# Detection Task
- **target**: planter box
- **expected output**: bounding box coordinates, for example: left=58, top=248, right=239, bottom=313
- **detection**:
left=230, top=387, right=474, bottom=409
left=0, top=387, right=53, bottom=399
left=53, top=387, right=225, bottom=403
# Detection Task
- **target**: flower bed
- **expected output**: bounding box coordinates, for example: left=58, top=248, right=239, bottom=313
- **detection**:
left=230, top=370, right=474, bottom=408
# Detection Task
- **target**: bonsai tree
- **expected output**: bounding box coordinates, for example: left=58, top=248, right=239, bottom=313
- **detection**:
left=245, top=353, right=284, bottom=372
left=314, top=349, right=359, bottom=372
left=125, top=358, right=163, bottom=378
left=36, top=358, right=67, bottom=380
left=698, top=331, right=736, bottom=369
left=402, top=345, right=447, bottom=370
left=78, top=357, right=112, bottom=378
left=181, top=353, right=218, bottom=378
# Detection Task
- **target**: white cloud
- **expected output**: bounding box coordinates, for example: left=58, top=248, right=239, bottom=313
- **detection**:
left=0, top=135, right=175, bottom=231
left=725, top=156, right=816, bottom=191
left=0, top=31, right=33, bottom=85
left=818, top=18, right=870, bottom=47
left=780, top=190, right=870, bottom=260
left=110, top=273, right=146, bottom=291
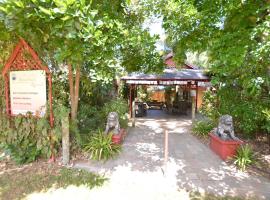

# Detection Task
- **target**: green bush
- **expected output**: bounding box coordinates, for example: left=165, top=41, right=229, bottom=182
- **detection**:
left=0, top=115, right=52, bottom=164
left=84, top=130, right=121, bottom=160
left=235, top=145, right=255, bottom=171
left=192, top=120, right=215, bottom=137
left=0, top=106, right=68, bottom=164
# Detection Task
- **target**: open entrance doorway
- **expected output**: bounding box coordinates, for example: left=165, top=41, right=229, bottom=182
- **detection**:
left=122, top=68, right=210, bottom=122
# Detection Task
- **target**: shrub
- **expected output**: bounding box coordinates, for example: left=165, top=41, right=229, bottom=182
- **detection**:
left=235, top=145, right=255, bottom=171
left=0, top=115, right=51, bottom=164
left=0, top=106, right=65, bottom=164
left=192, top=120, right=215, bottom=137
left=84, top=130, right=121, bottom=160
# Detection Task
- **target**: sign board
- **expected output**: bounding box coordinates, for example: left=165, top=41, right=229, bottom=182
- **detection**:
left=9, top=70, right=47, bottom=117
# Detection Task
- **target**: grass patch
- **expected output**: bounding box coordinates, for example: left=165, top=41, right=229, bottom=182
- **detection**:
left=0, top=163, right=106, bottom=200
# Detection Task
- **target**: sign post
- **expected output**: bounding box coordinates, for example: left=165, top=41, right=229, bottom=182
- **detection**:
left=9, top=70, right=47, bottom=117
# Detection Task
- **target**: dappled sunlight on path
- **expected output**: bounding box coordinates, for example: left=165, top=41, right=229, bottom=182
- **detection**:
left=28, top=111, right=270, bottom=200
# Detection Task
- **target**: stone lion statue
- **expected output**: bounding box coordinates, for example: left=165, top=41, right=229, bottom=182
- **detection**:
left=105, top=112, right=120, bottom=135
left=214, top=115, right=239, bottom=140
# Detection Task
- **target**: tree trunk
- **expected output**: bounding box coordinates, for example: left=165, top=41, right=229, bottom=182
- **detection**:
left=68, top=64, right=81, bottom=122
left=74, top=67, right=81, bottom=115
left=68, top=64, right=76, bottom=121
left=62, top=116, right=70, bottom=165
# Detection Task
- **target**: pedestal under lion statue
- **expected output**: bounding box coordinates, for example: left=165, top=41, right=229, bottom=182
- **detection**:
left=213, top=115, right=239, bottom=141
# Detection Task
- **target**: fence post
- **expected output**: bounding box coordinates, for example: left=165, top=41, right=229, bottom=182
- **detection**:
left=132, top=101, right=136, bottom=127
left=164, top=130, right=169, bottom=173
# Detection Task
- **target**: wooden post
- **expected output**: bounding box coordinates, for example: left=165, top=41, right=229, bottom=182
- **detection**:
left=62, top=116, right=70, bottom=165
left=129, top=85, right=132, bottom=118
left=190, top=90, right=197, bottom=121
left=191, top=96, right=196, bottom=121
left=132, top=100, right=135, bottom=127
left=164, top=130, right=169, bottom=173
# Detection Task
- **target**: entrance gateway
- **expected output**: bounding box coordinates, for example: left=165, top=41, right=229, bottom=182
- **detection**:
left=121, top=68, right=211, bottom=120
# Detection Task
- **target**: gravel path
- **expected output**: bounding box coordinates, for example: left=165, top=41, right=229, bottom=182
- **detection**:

::::

Starting at the first line of the rows and stopping after the line that contains "left=53, top=387, right=225, bottom=403", write out every line again, requests included, with each bounding box coordinate in the answers increased by 113. Leave the numbers in the requests and their format samples unchanged, and give only those lines.

> **FULL OUTPUT**
# Detection Task
- **target**: planter box
- **expected output**: bounding box coordinates, for example: left=58, top=248, right=239, bottom=313
- **detection**:
left=343, top=500, right=587, bottom=522
left=113, top=500, right=166, bottom=512
left=166, top=500, right=338, bottom=516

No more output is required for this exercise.